> **Problem**
Reply with nothing but the number of lines in the data below where the word "surface" occurs.

»»

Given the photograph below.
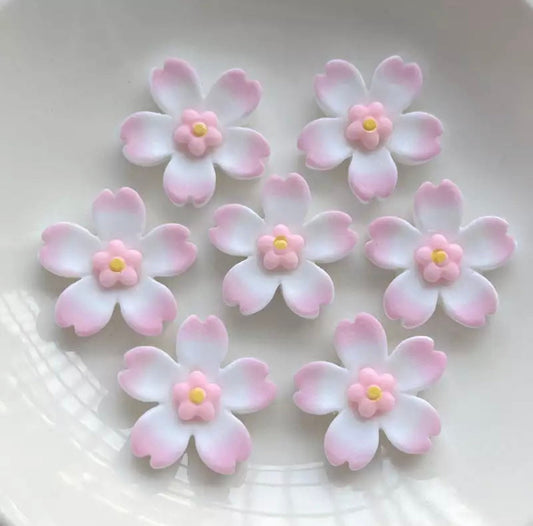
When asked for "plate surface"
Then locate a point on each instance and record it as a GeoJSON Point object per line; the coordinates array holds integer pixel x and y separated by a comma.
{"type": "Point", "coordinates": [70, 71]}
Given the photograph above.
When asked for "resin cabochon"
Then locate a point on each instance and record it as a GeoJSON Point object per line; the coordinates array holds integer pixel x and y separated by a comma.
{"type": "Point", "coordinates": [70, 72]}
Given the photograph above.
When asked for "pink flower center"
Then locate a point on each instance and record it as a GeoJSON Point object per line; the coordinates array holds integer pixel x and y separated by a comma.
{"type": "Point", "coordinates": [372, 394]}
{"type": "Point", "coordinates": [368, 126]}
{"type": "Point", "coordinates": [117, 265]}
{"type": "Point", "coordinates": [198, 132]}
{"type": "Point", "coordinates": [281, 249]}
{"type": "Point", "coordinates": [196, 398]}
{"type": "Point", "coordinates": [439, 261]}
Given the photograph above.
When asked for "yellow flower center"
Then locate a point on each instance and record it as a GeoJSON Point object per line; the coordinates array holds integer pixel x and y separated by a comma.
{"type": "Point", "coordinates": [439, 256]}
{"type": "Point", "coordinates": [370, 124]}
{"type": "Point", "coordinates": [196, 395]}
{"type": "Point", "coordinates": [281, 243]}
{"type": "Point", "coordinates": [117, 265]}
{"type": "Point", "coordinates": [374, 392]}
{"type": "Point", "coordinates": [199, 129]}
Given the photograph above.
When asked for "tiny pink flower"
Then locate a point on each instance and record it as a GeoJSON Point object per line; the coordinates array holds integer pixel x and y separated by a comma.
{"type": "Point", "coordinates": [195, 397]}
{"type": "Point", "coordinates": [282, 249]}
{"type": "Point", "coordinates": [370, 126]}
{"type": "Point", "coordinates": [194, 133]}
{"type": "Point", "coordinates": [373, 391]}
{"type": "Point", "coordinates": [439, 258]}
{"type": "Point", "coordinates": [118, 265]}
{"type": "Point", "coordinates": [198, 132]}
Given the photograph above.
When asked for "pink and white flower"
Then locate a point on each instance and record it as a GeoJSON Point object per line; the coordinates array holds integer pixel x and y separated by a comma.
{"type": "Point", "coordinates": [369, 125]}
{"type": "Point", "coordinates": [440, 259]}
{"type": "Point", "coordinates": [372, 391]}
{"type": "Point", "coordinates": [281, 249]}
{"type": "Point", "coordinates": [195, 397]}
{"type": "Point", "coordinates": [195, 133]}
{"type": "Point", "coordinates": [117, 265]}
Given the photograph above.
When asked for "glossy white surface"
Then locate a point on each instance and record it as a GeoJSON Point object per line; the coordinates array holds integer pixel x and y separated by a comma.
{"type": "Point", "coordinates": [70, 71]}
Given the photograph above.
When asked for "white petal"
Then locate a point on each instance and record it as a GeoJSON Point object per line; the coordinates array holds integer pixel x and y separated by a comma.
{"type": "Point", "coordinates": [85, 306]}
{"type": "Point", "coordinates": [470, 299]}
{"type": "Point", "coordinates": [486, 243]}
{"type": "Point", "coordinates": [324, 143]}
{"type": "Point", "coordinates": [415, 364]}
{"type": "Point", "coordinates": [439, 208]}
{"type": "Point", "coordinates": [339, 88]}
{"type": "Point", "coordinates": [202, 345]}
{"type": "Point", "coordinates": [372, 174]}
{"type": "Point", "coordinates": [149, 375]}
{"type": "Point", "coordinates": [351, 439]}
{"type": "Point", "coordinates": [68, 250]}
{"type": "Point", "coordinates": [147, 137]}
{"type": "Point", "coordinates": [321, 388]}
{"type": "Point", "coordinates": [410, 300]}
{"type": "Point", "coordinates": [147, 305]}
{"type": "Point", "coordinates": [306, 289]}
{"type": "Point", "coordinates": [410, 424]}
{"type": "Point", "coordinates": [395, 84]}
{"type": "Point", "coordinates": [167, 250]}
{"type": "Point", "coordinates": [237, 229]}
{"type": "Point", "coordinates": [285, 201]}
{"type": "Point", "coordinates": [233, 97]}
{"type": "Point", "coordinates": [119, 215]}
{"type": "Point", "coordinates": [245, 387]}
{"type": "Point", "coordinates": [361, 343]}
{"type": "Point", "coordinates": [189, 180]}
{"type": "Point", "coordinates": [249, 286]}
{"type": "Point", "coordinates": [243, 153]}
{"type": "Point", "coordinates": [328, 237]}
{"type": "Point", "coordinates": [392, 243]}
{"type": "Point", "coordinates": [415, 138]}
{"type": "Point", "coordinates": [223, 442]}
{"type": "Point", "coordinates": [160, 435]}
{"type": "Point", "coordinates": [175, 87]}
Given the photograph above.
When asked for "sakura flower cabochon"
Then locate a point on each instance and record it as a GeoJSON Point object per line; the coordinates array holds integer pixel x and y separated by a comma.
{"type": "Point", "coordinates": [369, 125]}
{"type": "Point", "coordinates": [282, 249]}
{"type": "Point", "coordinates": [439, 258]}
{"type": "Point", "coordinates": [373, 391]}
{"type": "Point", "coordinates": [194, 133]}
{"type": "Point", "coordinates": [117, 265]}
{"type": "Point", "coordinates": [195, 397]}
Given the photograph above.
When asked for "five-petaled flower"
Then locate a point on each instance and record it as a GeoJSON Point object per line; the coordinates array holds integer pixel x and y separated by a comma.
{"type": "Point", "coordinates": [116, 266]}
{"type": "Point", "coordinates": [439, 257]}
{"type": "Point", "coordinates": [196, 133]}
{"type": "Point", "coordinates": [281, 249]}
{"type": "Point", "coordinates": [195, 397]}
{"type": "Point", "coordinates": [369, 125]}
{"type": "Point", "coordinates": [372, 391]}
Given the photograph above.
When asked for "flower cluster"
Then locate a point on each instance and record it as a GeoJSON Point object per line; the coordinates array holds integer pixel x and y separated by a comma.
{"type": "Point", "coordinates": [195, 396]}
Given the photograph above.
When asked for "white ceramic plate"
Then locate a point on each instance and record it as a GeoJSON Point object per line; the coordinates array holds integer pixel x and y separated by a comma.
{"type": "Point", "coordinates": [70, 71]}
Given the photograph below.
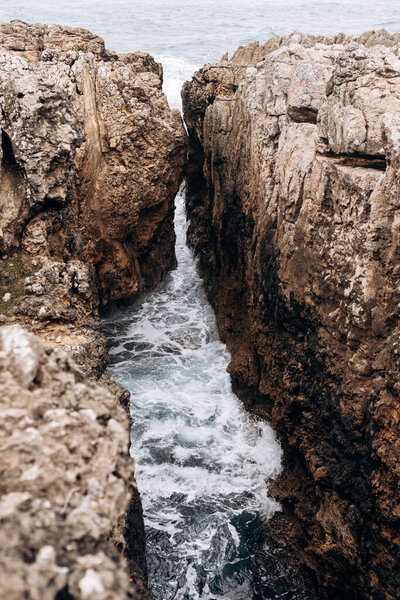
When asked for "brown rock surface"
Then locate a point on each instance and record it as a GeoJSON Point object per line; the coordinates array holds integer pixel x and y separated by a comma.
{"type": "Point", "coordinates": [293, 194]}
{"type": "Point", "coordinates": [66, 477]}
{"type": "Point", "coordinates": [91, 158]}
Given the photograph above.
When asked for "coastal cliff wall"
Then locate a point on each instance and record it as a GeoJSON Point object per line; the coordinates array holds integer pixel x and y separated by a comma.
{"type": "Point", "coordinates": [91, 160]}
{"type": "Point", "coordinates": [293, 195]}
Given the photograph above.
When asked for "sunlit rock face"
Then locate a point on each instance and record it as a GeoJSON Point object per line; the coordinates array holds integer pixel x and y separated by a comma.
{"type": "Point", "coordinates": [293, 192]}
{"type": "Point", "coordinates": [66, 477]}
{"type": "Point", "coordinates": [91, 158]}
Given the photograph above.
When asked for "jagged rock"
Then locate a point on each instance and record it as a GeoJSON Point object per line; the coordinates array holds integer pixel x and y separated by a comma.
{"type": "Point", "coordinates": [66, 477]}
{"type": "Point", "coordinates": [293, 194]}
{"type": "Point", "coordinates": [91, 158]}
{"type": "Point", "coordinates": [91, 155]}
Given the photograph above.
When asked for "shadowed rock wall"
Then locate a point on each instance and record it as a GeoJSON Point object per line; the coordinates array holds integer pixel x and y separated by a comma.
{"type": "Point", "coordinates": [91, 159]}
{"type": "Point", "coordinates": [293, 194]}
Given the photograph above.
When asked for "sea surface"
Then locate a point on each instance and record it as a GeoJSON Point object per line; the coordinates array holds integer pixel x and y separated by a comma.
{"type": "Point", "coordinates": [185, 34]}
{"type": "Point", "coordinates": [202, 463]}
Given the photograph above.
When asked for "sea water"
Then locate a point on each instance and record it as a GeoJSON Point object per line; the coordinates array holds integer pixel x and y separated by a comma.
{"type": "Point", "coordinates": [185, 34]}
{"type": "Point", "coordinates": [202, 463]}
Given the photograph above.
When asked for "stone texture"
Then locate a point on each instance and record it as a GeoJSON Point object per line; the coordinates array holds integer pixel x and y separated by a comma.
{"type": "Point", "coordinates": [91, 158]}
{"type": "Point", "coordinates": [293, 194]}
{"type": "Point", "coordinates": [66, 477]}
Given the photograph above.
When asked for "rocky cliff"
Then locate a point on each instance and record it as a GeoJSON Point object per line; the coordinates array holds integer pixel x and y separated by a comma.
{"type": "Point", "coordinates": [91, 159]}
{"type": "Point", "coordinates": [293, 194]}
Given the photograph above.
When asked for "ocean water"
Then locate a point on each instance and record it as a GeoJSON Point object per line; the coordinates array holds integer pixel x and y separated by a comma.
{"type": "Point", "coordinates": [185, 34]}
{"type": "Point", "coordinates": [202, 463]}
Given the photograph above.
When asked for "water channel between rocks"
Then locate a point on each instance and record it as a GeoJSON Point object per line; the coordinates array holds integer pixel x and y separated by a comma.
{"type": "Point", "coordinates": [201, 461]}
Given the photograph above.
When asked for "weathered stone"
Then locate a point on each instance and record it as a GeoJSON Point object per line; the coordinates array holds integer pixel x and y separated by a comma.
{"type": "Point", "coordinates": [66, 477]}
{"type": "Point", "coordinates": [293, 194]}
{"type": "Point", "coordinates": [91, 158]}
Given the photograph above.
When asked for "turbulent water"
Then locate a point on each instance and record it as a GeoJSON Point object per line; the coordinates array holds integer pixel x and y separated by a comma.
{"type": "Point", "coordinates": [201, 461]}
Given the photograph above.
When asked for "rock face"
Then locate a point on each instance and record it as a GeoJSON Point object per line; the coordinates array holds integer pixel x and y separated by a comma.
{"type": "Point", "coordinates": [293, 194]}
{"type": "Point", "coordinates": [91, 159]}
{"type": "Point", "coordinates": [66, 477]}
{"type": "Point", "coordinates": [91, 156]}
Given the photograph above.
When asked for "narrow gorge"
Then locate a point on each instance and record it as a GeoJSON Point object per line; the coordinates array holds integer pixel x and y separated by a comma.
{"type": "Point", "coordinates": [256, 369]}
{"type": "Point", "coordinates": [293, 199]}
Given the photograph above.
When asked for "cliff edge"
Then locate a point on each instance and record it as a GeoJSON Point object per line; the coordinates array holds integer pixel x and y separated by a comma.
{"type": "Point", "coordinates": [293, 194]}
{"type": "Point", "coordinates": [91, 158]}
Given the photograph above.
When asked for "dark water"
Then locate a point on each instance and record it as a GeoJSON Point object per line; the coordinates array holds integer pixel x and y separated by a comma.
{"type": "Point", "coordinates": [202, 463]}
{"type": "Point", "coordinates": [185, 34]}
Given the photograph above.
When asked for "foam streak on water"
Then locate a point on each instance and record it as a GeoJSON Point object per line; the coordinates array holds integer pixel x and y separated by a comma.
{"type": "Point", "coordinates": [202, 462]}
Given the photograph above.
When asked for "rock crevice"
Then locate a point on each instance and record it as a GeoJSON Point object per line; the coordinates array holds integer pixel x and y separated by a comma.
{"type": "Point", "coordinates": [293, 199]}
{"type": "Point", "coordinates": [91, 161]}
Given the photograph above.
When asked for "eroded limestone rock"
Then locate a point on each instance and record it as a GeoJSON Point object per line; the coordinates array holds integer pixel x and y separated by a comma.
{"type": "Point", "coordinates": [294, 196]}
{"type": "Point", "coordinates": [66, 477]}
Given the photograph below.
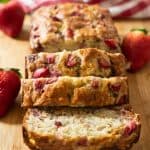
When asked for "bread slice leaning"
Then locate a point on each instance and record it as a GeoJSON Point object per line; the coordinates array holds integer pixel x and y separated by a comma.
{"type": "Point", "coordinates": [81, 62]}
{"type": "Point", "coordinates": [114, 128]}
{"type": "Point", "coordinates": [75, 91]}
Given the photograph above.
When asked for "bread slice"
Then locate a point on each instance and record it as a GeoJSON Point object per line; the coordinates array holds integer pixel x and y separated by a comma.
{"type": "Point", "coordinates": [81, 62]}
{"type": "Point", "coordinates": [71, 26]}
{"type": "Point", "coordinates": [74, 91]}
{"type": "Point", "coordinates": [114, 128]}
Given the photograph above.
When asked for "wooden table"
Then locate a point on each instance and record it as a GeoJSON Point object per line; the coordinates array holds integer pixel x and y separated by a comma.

««

> **Output below**
4